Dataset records
□ □ □

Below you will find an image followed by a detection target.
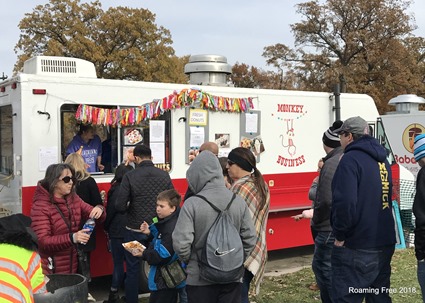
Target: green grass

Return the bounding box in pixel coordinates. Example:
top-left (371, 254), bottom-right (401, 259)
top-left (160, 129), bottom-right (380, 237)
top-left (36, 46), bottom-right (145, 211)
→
top-left (251, 249), bottom-right (422, 303)
top-left (139, 249), bottom-right (422, 303)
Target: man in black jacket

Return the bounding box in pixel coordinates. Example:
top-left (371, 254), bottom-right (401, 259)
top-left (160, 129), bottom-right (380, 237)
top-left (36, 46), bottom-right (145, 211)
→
top-left (115, 145), bottom-right (174, 303)
top-left (312, 121), bottom-right (343, 303)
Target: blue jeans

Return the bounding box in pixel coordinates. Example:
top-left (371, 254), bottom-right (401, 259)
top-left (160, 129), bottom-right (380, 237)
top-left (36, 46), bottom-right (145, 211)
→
top-left (312, 231), bottom-right (335, 303)
top-left (177, 286), bottom-right (187, 303)
top-left (331, 245), bottom-right (395, 303)
top-left (124, 230), bottom-right (148, 303)
top-left (110, 238), bottom-right (125, 291)
top-left (418, 261), bottom-right (425, 302)
top-left (241, 269), bottom-right (254, 303)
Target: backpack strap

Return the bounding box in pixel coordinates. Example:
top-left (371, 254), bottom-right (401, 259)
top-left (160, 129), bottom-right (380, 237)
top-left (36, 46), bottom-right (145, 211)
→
top-left (195, 194), bottom-right (236, 213)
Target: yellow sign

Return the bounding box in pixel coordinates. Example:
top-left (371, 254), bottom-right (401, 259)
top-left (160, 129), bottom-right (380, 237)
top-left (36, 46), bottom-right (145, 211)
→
top-left (189, 109), bottom-right (208, 126)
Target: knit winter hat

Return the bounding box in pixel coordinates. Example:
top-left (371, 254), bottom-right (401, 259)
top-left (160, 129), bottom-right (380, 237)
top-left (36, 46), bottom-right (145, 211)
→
top-left (413, 134), bottom-right (425, 162)
top-left (322, 120), bottom-right (342, 148)
top-left (335, 116), bottom-right (369, 135)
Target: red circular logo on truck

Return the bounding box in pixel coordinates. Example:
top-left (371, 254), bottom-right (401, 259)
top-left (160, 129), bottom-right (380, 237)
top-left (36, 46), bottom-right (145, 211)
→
top-left (402, 123), bottom-right (425, 153)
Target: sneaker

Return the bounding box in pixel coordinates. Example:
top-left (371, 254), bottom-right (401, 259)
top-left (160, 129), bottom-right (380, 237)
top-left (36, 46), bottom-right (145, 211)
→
top-left (308, 283), bottom-right (319, 290)
top-left (103, 291), bottom-right (120, 303)
top-left (87, 293), bottom-right (96, 302)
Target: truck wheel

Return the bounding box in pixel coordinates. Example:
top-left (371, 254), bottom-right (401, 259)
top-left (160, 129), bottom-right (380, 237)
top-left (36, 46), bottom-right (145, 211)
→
top-left (139, 261), bottom-right (150, 294)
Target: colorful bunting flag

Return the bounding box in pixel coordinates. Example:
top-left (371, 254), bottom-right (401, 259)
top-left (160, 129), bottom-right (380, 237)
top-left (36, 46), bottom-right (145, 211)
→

□ □ □

● **Goal**:
Return the line that contains "Target: yellow sign" and all lines after it, verbatim, and nothing else.

● **Result of the exercise**:
Target: yellow sign

Return the bounding box in pixel coordinates. Example:
top-left (371, 254), bottom-right (401, 259)
top-left (160, 129), bottom-right (380, 237)
top-left (36, 46), bottom-right (145, 211)
→
top-left (189, 109), bottom-right (208, 126)
Target: knit winter hat

Return the bounding box in pixel coordinates. Example:
top-left (371, 254), bottom-right (401, 259)
top-left (160, 129), bottom-right (380, 237)
top-left (36, 46), bottom-right (145, 211)
→
top-left (413, 134), bottom-right (425, 162)
top-left (322, 120), bottom-right (342, 148)
top-left (335, 116), bottom-right (369, 135)
Target: red circular logo on truck

Return the bounding box in pixel coordinates. Example:
top-left (371, 254), bottom-right (401, 259)
top-left (160, 129), bottom-right (380, 237)
top-left (36, 46), bottom-right (145, 211)
→
top-left (402, 123), bottom-right (425, 153)
Target: sneaker

Return the bounding box in pixel coordinates. Example:
top-left (371, 254), bottom-right (401, 259)
top-left (160, 129), bottom-right (380, 237)
top-left (36, 46), bottom-right (145, 211)
→
top-left (308, 283), bottom-right (319, 290)
top-left (103, 291), bottom-right (120, 303)
top-left (87, 293), bottom-right (96, 302)
Target: truck wheel

Return the bounding box in pixel coordinates. Example:
top-left (371, 254), bottom-right (401, 259)
top-left (160, 129), bottom-right (380, 237)
top-left (36, 46), bottom-right (145, 211)
→
top-left (139, 261), bottom-right (150, 294)
Target: colorful bunting flag

Return the bounding box in pixel coordinates. Example:
top-left (371, 254), bottom-right (401, 259)
top-left (160, 129), bottom-right (380, 237)
top-left (36, 46), bottom-right (145, 211)
→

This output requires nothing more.